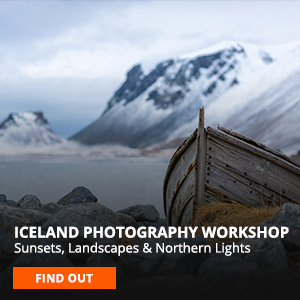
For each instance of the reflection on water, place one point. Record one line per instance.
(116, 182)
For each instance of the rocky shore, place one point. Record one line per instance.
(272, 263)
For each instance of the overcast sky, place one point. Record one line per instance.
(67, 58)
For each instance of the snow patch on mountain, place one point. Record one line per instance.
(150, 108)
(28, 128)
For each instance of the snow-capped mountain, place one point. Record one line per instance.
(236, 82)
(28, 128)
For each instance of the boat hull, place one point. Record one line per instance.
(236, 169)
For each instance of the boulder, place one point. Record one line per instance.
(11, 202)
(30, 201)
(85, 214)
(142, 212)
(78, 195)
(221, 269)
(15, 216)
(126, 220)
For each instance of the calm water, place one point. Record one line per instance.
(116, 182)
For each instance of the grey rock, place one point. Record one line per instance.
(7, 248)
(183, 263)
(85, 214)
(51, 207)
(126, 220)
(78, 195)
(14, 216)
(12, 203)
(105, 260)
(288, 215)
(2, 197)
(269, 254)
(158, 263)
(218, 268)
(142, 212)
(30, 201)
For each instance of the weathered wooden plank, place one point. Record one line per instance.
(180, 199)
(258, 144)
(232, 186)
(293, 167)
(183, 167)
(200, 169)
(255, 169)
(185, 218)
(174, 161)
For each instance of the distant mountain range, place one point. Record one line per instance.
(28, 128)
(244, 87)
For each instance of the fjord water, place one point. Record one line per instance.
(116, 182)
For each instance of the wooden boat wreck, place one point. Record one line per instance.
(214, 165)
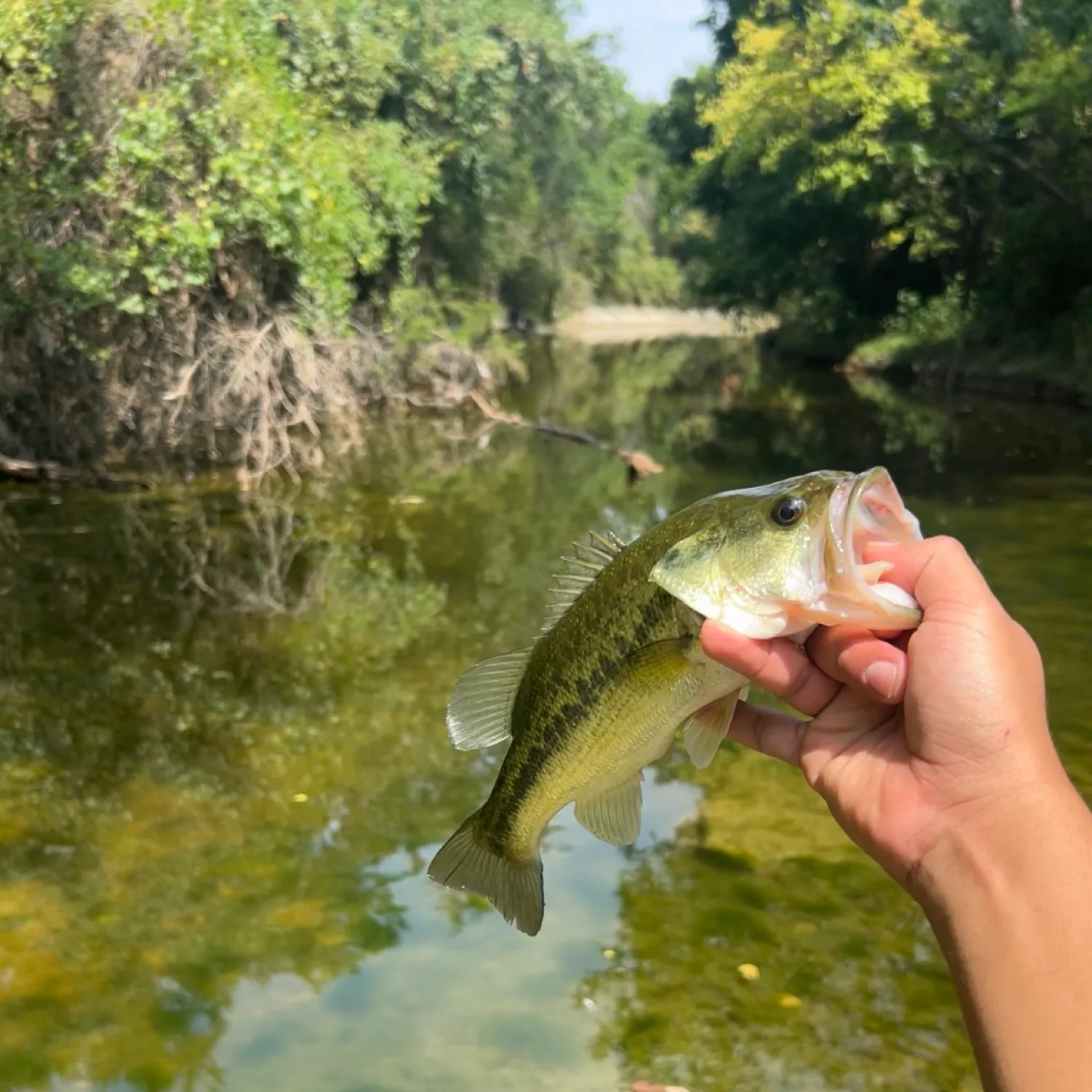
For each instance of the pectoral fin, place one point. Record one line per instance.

————

◆ Aufgabe ◆
Schreib alle Zeilen oben unverändert ab. Lass dabei die Bilder weg.

◆ Vollständige Antwort ◆
For each instance of the reflection on water, place one point. Record one line per instance.
(116, 182)
For each instance of the rocky shore, place one point. Record one line per instance.
(272, 263)
For each instance of the overcast sky, place one point. Record one line per instance.
(67, 58)
For each instance of the snow patch on mountain, place one point. Record one line per instance.
(150, 108)
(28, 128)
For each instance of the snow-capped mountain, place one point. Record one line per instance.
(236, 82)
(28, 128)
For each instance of the boat hull, place one point. Record one line per instance.
(236, 169)
For each instance of the boulder, place one point. Record one line per instance.
(11, 202)
(30, 201)
(85, 214)
(142, 212)
(78, 195)
(221, 269)
(15, 216)
(126, 220)
For each instance of the calm water, place one point. Record one line per instance.
(116, 182)
For each instance of the grey rock, place one point. Record one line per instance.
(7, 248)
(183, 263)
(85, 214)
(51, 207)
(126, 220)
(78, 195)
(14, 216)
(12, 203)
(105, 260)
(288, 215)
(2, 197)
(269, 254)
(158, 263)
(218, 268)
(142, 212)
(30, 201)
For each instance of the weathered wooden plank, place one point. Record one line per instance.
(180, 199)
(258, 144)
(232, 186)
(293, 167)
(183, 167)
(200, 169)
(255, 169)
(185, 218)
(174, 161)
For each instance of the distant mountain range, place one point. Record one line per instance.
(28, 128)
(244, 87)
For each instance of the fjord water, place one point. Record one line per instance.
(116, 182)
For each instance of the wooden boat wreck, place one point. Record one line per instance.
(214, 165)
For each instance of the pectoral fin, place one point. Record one line per instance.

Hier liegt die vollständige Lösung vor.